**WHAT NEEDS TO BE DONE:**
From the line containing "target: sandy beach" through the last line of the data, return those lines exactly as written and nothing more.

Shape annotation entries:
━━━━━━━━

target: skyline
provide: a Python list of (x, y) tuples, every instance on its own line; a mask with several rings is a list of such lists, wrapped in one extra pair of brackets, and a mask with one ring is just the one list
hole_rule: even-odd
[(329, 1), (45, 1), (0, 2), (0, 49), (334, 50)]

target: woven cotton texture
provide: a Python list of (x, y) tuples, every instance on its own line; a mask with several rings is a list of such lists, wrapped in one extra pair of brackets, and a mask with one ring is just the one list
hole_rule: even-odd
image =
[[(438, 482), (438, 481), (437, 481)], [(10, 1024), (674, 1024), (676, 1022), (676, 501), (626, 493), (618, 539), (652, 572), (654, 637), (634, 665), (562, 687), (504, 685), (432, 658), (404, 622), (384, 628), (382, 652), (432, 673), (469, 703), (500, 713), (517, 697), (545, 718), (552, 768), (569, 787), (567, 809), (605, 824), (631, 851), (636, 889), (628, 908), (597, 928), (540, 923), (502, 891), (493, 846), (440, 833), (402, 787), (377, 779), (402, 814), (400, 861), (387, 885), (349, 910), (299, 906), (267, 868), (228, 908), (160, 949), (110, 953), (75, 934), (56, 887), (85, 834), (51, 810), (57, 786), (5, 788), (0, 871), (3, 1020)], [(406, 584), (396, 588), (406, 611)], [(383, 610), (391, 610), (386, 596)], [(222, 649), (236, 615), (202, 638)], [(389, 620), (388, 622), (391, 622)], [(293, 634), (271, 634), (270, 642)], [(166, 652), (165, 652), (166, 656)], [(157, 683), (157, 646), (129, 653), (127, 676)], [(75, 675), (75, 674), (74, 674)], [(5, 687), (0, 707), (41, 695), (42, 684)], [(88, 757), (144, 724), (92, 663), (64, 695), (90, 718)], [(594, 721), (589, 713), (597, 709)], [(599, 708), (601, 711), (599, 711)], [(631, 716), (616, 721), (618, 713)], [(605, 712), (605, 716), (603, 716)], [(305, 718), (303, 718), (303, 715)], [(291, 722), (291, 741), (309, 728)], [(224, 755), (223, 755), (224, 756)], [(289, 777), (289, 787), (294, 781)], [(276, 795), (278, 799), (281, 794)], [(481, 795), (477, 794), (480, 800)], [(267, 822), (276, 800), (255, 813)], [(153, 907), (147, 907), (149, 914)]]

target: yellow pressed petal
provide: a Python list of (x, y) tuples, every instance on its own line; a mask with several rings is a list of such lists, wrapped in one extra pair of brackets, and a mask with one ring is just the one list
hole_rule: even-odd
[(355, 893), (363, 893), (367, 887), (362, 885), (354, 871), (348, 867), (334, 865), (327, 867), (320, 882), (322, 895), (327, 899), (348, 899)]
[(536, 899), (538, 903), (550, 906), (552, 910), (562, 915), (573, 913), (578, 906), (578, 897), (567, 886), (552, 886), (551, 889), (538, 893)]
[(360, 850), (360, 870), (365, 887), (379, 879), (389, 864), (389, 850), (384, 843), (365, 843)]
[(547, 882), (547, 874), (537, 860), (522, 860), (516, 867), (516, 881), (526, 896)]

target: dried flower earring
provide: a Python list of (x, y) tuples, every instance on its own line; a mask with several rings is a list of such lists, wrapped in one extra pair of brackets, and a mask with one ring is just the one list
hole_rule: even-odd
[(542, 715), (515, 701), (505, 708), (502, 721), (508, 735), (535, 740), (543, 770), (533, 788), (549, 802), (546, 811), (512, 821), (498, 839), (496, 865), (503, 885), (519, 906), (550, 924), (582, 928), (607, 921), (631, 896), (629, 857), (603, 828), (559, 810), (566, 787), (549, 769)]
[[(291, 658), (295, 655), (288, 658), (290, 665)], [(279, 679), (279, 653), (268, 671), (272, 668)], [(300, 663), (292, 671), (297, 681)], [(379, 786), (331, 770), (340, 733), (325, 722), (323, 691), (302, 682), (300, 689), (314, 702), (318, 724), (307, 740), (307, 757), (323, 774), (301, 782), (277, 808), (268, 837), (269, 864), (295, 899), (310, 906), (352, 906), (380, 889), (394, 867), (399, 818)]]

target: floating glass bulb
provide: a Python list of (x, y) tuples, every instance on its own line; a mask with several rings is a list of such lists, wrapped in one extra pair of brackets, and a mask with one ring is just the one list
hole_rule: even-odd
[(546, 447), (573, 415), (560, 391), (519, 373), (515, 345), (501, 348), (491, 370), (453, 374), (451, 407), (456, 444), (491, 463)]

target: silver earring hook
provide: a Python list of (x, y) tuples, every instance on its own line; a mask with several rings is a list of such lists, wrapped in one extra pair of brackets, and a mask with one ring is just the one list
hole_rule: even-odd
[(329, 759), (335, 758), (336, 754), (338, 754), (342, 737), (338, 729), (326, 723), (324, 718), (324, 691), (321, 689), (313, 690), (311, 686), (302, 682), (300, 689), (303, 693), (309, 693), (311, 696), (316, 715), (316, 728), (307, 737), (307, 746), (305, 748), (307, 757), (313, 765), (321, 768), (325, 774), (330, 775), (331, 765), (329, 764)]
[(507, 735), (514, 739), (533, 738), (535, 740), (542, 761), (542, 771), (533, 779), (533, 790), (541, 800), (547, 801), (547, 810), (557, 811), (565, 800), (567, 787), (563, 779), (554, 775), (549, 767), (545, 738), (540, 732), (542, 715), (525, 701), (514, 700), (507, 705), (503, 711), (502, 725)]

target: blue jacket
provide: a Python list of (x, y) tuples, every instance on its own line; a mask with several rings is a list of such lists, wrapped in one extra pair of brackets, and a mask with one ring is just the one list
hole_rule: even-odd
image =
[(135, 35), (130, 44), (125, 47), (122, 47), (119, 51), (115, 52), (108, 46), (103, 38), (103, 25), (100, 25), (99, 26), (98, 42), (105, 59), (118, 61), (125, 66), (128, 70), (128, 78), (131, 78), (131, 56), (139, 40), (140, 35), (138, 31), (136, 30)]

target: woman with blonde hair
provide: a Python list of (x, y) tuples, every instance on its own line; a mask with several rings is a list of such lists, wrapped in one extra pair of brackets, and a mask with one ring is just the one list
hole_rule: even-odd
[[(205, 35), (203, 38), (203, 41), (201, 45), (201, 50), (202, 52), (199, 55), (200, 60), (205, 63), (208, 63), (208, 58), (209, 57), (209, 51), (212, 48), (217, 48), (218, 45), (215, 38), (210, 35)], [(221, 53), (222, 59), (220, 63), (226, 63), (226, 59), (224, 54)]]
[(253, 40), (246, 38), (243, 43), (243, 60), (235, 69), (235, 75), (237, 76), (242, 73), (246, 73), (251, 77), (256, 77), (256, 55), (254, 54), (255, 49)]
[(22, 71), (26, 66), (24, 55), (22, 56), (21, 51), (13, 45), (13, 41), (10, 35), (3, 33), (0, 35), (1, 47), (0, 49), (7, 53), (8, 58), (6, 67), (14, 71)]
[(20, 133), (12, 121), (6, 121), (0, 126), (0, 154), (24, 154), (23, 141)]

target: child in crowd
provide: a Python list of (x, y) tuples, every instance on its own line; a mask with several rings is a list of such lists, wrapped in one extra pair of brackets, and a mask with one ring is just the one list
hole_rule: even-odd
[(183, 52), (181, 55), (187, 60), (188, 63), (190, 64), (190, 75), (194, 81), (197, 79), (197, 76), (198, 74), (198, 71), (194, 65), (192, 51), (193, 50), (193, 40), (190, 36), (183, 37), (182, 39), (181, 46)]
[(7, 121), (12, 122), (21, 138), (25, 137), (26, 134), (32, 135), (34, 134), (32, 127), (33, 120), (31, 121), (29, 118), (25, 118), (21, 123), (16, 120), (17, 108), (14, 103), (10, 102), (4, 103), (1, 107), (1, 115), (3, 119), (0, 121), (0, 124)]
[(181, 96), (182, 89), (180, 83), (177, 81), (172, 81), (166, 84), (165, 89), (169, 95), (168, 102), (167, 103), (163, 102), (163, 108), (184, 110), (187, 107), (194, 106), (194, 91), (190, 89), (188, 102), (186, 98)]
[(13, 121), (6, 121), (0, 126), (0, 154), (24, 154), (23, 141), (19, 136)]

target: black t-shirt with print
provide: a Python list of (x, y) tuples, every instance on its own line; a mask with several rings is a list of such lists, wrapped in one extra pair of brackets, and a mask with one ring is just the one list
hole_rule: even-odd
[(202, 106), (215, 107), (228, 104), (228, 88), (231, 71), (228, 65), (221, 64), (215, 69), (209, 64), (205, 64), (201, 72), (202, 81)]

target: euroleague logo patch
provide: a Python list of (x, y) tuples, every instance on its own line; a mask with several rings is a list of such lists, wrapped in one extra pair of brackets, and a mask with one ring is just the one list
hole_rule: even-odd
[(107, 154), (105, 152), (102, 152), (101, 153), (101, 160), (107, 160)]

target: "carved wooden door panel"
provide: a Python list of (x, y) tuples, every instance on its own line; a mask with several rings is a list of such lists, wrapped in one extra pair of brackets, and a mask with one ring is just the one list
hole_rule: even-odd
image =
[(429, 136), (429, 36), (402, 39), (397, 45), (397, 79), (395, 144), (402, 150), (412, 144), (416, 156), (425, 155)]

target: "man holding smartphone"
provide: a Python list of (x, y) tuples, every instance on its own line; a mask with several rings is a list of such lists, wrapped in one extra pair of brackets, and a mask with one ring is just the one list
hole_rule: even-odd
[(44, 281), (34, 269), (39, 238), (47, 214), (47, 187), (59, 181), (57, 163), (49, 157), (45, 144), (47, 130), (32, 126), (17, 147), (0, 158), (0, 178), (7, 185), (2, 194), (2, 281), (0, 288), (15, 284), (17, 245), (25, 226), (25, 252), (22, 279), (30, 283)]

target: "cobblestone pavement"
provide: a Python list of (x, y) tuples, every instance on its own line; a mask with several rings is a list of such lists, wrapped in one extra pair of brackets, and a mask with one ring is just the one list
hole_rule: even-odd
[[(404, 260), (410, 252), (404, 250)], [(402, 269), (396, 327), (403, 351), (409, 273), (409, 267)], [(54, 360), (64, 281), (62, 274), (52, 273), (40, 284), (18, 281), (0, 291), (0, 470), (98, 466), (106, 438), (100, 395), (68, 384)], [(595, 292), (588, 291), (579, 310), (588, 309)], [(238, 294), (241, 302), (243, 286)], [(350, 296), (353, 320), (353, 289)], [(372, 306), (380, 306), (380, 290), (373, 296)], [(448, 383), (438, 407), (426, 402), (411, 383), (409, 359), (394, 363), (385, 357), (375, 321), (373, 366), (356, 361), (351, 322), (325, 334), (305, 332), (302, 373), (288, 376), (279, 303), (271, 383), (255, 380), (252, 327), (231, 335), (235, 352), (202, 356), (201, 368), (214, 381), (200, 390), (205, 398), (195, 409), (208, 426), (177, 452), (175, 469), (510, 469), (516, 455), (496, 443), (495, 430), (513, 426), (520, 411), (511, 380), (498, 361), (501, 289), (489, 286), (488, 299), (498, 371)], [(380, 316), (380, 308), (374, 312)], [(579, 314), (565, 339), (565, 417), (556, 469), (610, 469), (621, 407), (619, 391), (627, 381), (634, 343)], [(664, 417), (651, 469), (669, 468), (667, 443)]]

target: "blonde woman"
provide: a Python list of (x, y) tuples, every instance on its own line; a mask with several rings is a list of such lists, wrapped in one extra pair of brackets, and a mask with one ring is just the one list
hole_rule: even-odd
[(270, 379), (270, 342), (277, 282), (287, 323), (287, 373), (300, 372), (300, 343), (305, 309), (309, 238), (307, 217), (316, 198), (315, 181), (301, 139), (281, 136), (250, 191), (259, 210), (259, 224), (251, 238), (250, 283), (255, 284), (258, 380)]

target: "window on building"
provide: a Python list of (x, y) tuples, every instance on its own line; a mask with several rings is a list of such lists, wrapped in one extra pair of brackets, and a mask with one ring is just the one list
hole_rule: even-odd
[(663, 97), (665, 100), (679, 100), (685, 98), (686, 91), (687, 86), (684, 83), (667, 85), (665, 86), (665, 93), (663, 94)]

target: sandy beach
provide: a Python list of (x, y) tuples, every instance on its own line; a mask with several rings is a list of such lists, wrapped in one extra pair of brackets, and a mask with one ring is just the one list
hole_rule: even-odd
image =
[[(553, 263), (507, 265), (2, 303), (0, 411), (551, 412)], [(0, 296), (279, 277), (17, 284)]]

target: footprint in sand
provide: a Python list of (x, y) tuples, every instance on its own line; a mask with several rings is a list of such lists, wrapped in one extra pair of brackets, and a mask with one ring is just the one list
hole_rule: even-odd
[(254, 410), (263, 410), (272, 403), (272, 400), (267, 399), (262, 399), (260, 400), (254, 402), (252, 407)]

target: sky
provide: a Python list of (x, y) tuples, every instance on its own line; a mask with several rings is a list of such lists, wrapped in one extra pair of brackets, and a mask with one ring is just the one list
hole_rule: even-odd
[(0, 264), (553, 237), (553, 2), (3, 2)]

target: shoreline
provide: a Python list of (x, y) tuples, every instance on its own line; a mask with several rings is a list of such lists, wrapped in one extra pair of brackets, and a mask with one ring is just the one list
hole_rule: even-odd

━━━━━━━━

**TASK RESULT:**
target: sandy beach
provide: a Python list of (x, y) tuples, every instance on its own line; a mask with several rings is a list of such lists, wrapped in one extra pair of brackets, and a mask with one ring is just the one list
hole_rule: even-odd
image =
[[(553, 263), (507, 265), (2, 303), (0, 411), (551, 412)], [(0, 296), (279, 277), (17, 284)]]

target: footprint in sand
provide: a Python list of (x, y) tuples, every instance on its own line; a mask with several rings is a list of such lists, wrapped in one extra pair of brackets, and a mask with one ring is just the one list
hole_rule: even-odd
[(254, 410), (263, 410), (272, 403), (272, 400), (267, 399), (262, 399), (260, 400), (254, 402), (252, 407)]

target: sky
provide: a Python list of (x, y) tuples, every instance on its own line; a mask with several rings is a list of such lists, wrapped in one extra pair of brackets, and a mask with one ring is just the one list
hole_rule: even-odd
[(0, 264), (553, 237), (553, 2), (3, 2)]

target: shoreline
provide: a Python list of (x, y) tuples, every instance on its own line; a mask with several rings is a list of such lists, wrapped in one extra pair of brackets, and a mask with one ring is just the one list
hole_rule: even-odd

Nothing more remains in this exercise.